(Stated goal): Reproduce the listing below verbatim.

[Data records]
◇ ◇ ◇

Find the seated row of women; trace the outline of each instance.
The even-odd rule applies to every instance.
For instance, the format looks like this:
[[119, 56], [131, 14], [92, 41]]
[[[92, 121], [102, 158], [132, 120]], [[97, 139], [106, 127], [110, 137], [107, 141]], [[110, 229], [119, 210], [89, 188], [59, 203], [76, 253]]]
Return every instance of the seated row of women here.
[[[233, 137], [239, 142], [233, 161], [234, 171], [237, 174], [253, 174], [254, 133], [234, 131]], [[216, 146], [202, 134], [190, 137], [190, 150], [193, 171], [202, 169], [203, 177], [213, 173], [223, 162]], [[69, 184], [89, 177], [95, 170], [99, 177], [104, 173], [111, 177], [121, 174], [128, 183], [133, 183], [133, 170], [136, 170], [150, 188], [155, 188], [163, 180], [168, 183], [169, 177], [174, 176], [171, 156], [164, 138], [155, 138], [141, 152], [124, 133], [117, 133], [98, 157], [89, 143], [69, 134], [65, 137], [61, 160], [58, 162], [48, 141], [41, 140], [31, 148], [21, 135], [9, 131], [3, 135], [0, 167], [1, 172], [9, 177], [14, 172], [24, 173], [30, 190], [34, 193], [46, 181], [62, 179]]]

◇ ◇ ◇

(Result):
Find the seated row of women; trace the outline of each instance.
The even-odd rule applies to every instance.
For instance, the format looks like this:
[[119, 56], [131, 14], [92, 41]]
[[[92, 121], [102, 158], [132, 120]], [[97, 139], [106, 127], [110, 137], [107, 141]], [[110, 229], [119, 210], [89, 188], [59, 203], [76, 253]]]
Return every instance of the seated row of women here.
[[[233, 137], [239, 142], [233, 161], [234, 171], [237, 174], [253, 174], [254, 133], [234, 131]], [[216, 146], [202, 134], [190, 137], [190, 150], [193, 171], [202, 169], [203, 177], [213, 173], [223, 162]], [[69, 184], [89, 177], [95, 170], [99, 177], [104, 173], [111, 177], [121, 174], [128, 183], [133, 183], [133, 170], [136, 170], [150, 188], [155, 188], [163, 180], [168, 183], [169, 177], [174, 176], [171, 156], [164, 138], [155, 138], [141, 152], [124, 133], [117, 133], [98, 157], [89, 143], [69, 134], [65, 137], [61, 160], [58, 162], [48, 141], [41, 140], [31, 148], [21, 135], [9, 131], [3, 135], [0, 167], [1, 172], [9, 177], [14, 172], [24, 173], [30, 190], [34, 193], [46, 181], [62, 179]]]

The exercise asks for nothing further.